» Problem to solve:
Can you rescale the records below by writing out every line again, with each answer's point coordinates multiplied by 2.25 and rounded to whole numbers (halves round up), and all other lines left as they are? Leave the pictures out.

» Records from a point labeling set:
-- -- --

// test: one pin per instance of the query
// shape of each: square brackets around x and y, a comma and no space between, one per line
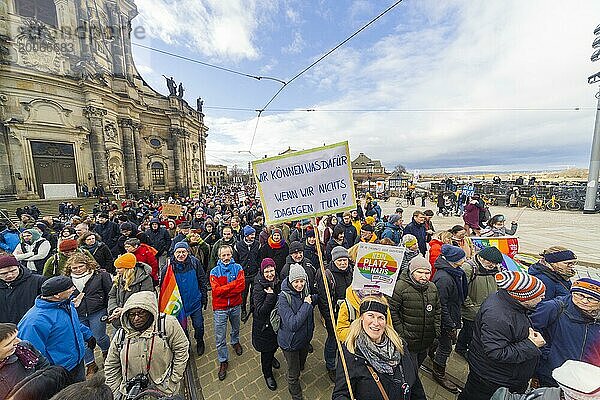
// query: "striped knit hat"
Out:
[519,285]
[587,286]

-- -- --

» Task answer:
// test: one pin per instance of the query
// shape of each: square brackets around x and y, a comma and no space between, one per line
// query: "striped knit hat"
Out:
[1168,641]
[1321,644]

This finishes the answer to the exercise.